:: EXERCISE INPUT ::
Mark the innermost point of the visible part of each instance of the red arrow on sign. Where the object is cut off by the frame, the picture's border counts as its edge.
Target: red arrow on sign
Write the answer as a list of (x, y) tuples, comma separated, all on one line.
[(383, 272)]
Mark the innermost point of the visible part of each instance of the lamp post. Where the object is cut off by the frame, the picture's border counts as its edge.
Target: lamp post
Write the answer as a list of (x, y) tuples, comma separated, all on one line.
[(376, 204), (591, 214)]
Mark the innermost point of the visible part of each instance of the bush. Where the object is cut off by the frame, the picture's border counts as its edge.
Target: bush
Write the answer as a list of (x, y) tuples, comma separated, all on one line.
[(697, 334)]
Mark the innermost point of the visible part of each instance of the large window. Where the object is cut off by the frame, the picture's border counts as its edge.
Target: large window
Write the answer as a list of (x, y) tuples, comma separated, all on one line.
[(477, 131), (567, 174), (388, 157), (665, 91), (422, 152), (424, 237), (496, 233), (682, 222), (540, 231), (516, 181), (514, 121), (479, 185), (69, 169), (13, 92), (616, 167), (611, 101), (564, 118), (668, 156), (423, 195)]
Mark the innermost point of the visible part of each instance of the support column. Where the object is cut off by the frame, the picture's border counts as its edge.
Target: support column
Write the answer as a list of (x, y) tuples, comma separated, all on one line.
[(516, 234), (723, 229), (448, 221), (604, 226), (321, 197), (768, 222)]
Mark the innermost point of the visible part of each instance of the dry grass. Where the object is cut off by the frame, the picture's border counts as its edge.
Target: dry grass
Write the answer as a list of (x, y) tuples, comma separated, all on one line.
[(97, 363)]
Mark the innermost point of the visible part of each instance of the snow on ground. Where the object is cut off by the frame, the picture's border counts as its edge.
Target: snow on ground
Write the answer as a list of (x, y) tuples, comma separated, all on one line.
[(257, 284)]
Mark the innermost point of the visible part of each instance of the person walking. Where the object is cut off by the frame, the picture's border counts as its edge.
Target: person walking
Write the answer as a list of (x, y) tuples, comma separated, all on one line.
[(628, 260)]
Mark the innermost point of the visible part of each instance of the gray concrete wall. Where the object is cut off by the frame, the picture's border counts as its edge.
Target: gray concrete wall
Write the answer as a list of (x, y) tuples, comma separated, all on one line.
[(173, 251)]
:::
(WHAT IS REQUIRED): Copy out the lines from the one containing "of the support" through the last line, replacing "innermost" with "central" and changing nothing else.

(TASK OUTPUT):
Mark the central point of the visible part of each instance of the support column. Where the object is cut off by the frame, the picture's border counts as its edge.
Target: support column
Write the answer as a list of (x, y) tuples, comma separated, all on one line.
[(516, 234), (723, 229), (448, 221), (604, 226), (321, 197), (768, 222)]
Mark the central point of the visible part of each instance of the dry grass. Where the object is cut off by the frame, the picture's border counts as its edge.
Target: dry grass
Write the answer as a list of (x, y) tuples, comma separated, all on one line.
[(97, 363)]
Mark the central point of the visible part of each instance of the snow on ground. Where the object is cut off by the frame, the picture's border counts as its edge.
Target: snow on ground
Write the answer as a list of (x, y) tuples, comma separated, all on one line.
[(257, 284)]
Mark the central point of the visible part of each instance of the person walking. Where the object is cut off by the frame, the picture's border counts as its edge.
Target: person walking
Write the answer as a list of (x, y) tuples, comma separated, all on one line.
[(628, 260)]
Mark the central point of the visible part of each instance of the gray concrete wall. Where the object is cut off by the frame, the picture's border counts as its edge.
Target: gray concrete wall
Write the answer as a list of (x, y) tuples, comma separated, all on one line.
[(173, 251)]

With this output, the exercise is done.